Image point grounding data:
***

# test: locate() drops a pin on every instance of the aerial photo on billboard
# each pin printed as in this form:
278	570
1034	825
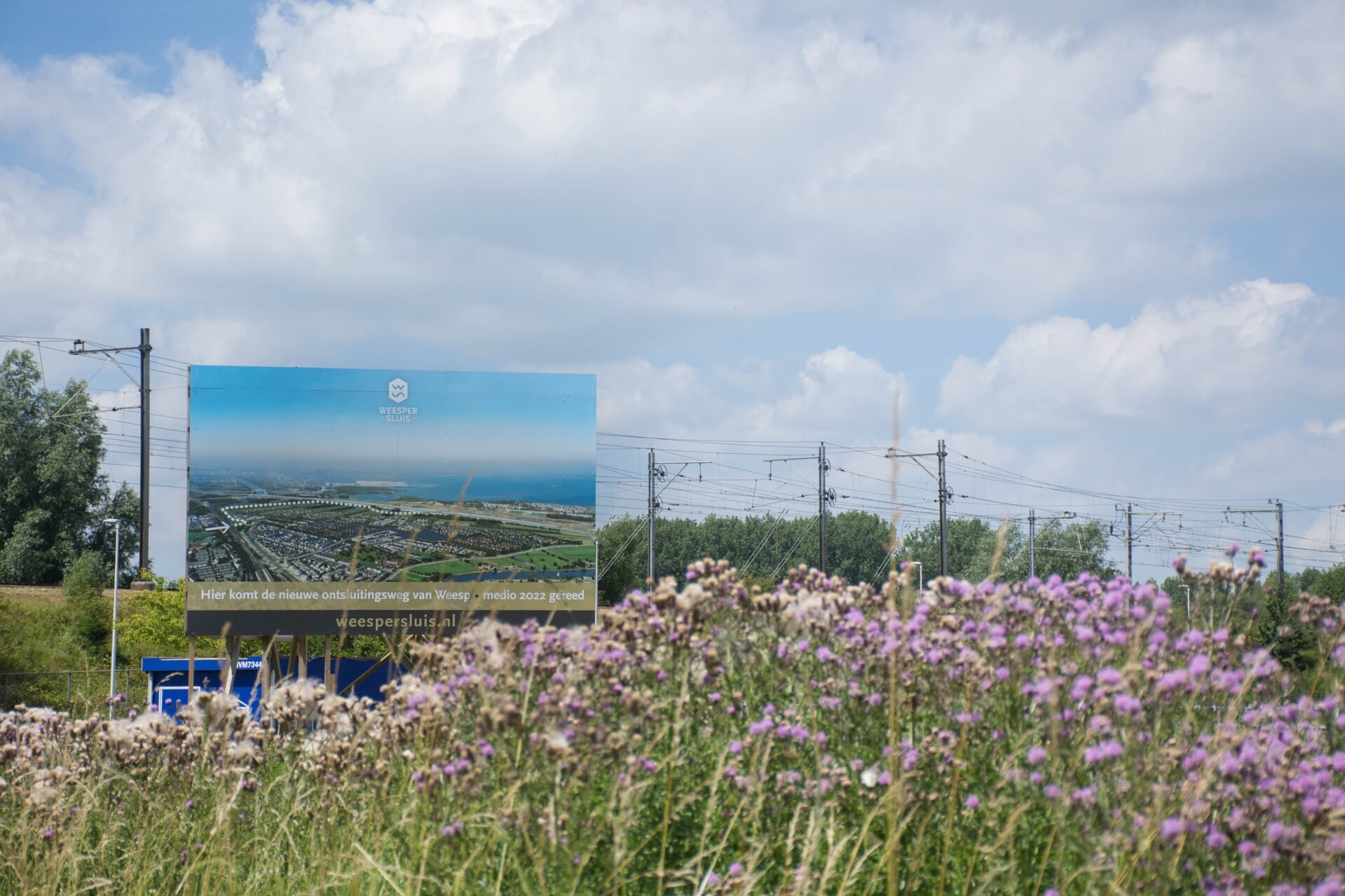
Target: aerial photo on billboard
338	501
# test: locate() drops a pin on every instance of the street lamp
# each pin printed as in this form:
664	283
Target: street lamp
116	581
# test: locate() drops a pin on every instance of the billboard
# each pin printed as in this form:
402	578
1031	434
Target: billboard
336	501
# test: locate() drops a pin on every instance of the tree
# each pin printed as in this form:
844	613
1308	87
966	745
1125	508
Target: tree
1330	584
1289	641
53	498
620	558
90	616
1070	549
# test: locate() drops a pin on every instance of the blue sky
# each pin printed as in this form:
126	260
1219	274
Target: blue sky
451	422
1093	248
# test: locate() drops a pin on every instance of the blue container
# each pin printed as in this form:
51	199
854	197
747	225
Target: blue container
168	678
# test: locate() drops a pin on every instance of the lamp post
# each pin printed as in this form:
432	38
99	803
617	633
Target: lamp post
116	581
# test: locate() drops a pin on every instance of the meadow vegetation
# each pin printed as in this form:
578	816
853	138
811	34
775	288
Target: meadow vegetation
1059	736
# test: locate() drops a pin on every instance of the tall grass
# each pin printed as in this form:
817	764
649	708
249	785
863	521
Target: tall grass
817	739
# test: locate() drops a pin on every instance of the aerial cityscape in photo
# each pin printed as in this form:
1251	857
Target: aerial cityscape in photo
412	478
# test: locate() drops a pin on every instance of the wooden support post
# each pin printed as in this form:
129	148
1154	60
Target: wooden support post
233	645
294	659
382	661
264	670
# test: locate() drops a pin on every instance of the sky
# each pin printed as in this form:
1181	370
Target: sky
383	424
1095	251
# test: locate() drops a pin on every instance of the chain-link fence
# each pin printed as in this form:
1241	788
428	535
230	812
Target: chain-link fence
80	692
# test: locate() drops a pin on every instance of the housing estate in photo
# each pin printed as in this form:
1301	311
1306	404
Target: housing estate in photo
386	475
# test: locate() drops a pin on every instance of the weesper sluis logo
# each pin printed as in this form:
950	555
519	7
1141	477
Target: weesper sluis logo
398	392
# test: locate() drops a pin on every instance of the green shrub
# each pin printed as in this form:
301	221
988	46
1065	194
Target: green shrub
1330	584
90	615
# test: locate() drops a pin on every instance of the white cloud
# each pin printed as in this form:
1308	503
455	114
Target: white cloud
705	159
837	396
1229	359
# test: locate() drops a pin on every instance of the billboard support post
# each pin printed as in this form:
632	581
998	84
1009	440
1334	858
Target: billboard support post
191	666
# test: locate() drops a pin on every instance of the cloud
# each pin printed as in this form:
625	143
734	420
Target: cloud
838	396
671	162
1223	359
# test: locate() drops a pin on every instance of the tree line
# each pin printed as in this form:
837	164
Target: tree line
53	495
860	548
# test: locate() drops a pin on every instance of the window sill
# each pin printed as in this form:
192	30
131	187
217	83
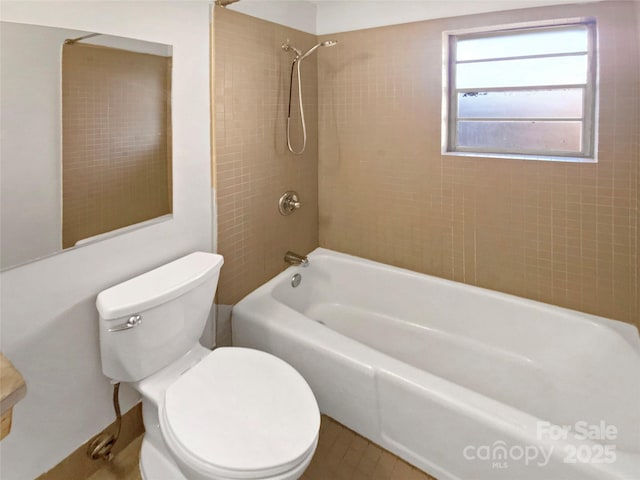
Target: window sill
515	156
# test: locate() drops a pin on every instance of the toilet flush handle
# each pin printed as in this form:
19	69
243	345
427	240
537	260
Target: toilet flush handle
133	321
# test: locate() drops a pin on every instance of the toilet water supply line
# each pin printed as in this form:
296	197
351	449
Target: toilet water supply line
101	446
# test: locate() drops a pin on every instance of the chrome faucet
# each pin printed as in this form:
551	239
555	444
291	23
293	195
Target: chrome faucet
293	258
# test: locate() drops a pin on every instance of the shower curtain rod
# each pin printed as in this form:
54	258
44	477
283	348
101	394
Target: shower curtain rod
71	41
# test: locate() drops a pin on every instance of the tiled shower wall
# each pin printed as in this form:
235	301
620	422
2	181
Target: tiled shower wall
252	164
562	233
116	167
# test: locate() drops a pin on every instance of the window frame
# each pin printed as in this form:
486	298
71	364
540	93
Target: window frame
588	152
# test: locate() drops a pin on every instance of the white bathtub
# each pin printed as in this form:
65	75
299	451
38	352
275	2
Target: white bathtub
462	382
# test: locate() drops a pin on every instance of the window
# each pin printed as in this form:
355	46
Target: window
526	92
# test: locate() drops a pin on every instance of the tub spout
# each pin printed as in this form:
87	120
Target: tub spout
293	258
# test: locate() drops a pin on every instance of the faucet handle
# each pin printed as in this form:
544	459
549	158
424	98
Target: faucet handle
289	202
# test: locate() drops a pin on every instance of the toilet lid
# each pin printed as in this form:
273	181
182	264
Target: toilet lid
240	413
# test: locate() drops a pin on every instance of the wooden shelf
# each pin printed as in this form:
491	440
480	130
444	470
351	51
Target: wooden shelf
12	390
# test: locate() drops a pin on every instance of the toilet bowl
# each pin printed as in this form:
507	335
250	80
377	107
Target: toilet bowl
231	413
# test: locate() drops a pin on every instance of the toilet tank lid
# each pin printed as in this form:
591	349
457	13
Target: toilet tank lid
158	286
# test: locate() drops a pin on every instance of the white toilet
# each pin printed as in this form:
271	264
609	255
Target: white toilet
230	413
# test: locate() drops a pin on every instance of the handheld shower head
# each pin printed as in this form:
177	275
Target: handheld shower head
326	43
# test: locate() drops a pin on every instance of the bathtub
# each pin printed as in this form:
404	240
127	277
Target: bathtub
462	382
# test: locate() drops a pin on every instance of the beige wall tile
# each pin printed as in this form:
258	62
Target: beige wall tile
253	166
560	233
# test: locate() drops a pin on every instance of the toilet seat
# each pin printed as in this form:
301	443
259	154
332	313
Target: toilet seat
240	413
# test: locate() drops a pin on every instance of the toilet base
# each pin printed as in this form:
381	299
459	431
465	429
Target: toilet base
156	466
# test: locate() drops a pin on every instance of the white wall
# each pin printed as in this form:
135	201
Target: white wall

***

__Task instructions__: Would you retype each line above exactly and skip every image?

__Written solution__:
# test: locate() drops a pin on every instance of the aerial photo on billboard
# each pin printed as in this form:
278	570
1034	825
Target: aerial photo on billboard
338	501
# test: locate() drops a pin on every instance of the street lamp
# each pin printed as in this form:
664	283
Target: street lamp
116	581
# test: locate() drops a pin on every instance of the billboard
# each pin printed as in this form:
402	578
1031	434
Target: billboard
336	501
# test: locate() drops a pin on every instance of the tree
# each pin printed as in this form:
844	613
1308	87
966	745
1125	508
Target: tree
1330	584
1289	641
53	498
620	558
90	616
1070	549
# test: locate() drops a pin on every instance of the blue sky
# each pin printed as in this form:
126	260
1219	274
Target: blue sky
451	422
1093	248
# test: locate() drops a pin on every instance of the blue container
# each pin printed as in this form:
51	199
854	197
747	225
Target: blue container
168	678
# test: locate() drops a pin on every instance of the lamp post
# each pin printed as in this form:
432	38
99	803
617	633
Target: lamp post
116	581
# test: locate() drops a pin on every instance of the meadow vegetation
# each pin printed as in this form:
578	816
853	138
811	34
775	288
Target: meadow vegetation
1059	736
# test: locate() drops a pin on every instance of the tall grass
# each pin printed as in this form:
817	764
649	708
249	785
863	521
Target: tall grass
817	739
# test: locate() drops a pin on every instance of the aerial cityscape in photo
# each pin printed as in this form:
1251	857
Target: aerial cityscape in photo
412	478
# test: locate() drops a pin on every instance of the wooden support post
# each pin printed as in this form:
129	148
1154	60
Target: wooden support post
233	645
294	659
382	661
264	670
# test: locate() drops a pin on every instance of the sky
# each pin printed as in this form:
1181	370
Target: sky
383	424
1095	251
# test: locate() drops a pin on every instance of the chain-link fence
# each pin printed as in this form:
1241	788
428	535
230	812
Target: chain-link fence
80	692
# test: locate() drops a pin on every instance of the housing estate in photo
# each pin printed as in this form:
1301	311
1306	404
Target: housing estate in photo
386	475
# test: locate() drops a pin on every instance of the weesper sluis logo
# each pin printed as in this form:
950	555
519	7
1141	477
Target: weesper sluis logo
398	392
# test: locate() drops a pin on every instance of the green shrub
# each pin printed as in this form:
301	221
988	46
1065	194
Target: green shrub
1330	584
90	615
# test: locate() drops a pin on every instance of the white cloud
# each pin printed as in this form:
1308	503
455	114
Target: white cloud
705	159
837	396
1229	359
# test: locate() drops a pin on every instance of the billboard support post
# each pin printed as in this form:
632	581
998	84
1009	440
1334	858
Target: billboard support post
191	666
# test: locate() drops a pin on every instance of the cloud
# each pin printed as in this form:
625	143
734	420
Target: cloud
838	396
671	162
1223	359
# test: locate() drops a pin on every instance of the tree line
# each pin printed as in this form:
837	164
Target: tree line
53	495
860	548
# test: locate() drops a pin on every instance of the window sill
# each pin printed as in this form:
192	30
131	187
217	83
Target: window sill
515	156
# test: locate() drops a pin on every instance of the toilet flush handle
# each pin printed as in this form:
19	69
243	345
427	240
537	260
Target: toilet flush handle
133	321
# test: locate() drops a pin on every instance of the toilet water supply line
# each pin printed as in this form:
296	197
351	449
Target: toilet water supply line
101	446
# test: locate() drops a pin on every instance of the chrome faucet
# each pin printed as in this form:
551	239
555	444
291	23
293	195
Target: chrome faucet
293	258
# test: locate() drops a pin on every instance of the shower curtain rod
# each pin printed as in this form:
54	258
44	477
283	348
101	394
Target: shower curtain rod
71	41
# test: locate() drops a pin on every instance of the tiled shower wall
# each pin printed as in this form:
235	301
620	422
2	181
Target: tiled shower wall
252	164
562	233
116	167
# test: locate() drops a pin on every instance of the window frame
# each pin printed as in this form:
486	298
71	364
540	93
Target: window frame
588	152
# test: locate() drops a pin on every instance of the white bathtub
# each pin printed as in this form:
65	75
299	451
38	352
275	2
Target: white bathtub
462	382
# test: locate() drops a pin on every instance of the window
# each pin printed as in this form:
355	46
Target: window
526	92
# test: locate() drops a pin on every instance of the tub spout
# each pin printed as in this form:
87	120
Target: tub spout
293	258
# test: locate() drops a pin on every instance of the faucet handle
# each pin printed as in this form:
544	459
549	158
424	98
Target: faucet handle
289	202
# test: locate() drops a pin on every instance of the toilet lid
# each pin printed as in this form:
273	181
182	264
Target: toilet lid
240	413
# test: locate() drops a pin on every instance of the wooden shelf
# each pin printed as in this form:
491	440
480	130
444	470
351	51
Target: wooden shelf
12	390
# test: locate() drops a pin on every instance of the toilet bowl
# each pin printed as in this form:
507	335
250	80
377	107
Target: toilet bowl
231	413
# test: locate() drops a pin on every instance of the toilet tank lid
# each pin printed as in this form:
591	349
457	13
Target: toilet tank lid
158	286
# test: locate() drops a pin on every instance of the white toilet
# each pin printed as in this form:
271	264
609	255
Target: white toilet
230	413
# test: locate() drops a pin on every instance of the handheld shower head
# each pin printed as in this form:
177	275
Target: handheld shower head
326	43
# test: locate() drops a pin on every instance of the bathtub
# each pin printed as in this form:
404	240
127	277
Target: bathtub
462	382
# test: locate() drops a pin on every instance of the beige wall tile
# each pin printed as in this form:
258	62
Target: beige wall tile
253	166
560	233
# test: locate() drops a pin on every instance of the toilet seat
# each pin printed as in this form:
301	443
259	154
332	313
Target: toilet seat
240	413
# test: locate() drops a pin on every instance of the toilet base
# each pin printed as in this form:
381	299
459	431
465	429
Target: toilet base
156	466
# test: locate() drops a pin on every instance of the white wall
# each pin printed as in this form:
135	201
Target: white wall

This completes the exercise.